> [Work instructions] Respond with exact copies of the lines running from the line that contains "Task: tag one point per instance of the black" to the end of the material.

START Data

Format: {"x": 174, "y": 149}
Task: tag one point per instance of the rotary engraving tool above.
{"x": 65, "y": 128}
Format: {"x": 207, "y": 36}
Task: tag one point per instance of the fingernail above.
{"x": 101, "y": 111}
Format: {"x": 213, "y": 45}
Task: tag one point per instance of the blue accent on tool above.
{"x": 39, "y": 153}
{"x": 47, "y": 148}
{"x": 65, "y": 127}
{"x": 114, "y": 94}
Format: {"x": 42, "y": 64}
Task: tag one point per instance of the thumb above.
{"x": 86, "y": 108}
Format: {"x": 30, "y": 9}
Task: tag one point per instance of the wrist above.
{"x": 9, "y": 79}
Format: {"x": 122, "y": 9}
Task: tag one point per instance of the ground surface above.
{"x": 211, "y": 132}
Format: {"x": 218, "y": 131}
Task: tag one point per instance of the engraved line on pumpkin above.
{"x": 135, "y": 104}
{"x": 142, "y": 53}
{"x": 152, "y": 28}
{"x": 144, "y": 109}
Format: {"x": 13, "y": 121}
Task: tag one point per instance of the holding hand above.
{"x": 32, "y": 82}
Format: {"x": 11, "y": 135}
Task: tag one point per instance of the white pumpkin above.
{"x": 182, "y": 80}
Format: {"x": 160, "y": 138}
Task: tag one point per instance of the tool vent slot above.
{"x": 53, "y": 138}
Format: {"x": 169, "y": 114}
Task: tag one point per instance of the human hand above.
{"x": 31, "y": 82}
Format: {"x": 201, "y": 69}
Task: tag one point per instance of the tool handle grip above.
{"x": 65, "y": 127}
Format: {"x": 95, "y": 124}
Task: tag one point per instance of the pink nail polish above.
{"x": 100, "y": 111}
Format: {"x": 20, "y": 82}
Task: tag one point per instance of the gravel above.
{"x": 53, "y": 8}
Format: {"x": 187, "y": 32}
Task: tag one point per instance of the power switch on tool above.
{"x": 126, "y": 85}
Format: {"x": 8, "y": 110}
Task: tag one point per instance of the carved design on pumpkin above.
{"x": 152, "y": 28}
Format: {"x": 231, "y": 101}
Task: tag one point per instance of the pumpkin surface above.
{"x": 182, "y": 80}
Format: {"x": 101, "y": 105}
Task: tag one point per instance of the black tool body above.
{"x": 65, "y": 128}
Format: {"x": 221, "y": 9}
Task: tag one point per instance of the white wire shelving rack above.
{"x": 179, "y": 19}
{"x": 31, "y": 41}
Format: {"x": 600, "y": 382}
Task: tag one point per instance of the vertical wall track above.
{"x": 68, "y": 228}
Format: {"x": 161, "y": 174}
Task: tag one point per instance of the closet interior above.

END Data

> [Your solution]
Task: tag one point per instance of the black tool body above.
{"x": 65, "y": 128}
Format: {"x": 221, "y": 9}
Task: tag one point per instance of the white wire shelving rack above.
{"x": 179, "y": 19}
{"x": 31, "y": 41}
Format: {"x": 600, "y": 382}
Task: tag one point per instance of the vertical wall track above.
{"x": 68, "y": 228}
Format: {"x": 161, "y": 174}
Task: tag one point per instance of the closet interior above.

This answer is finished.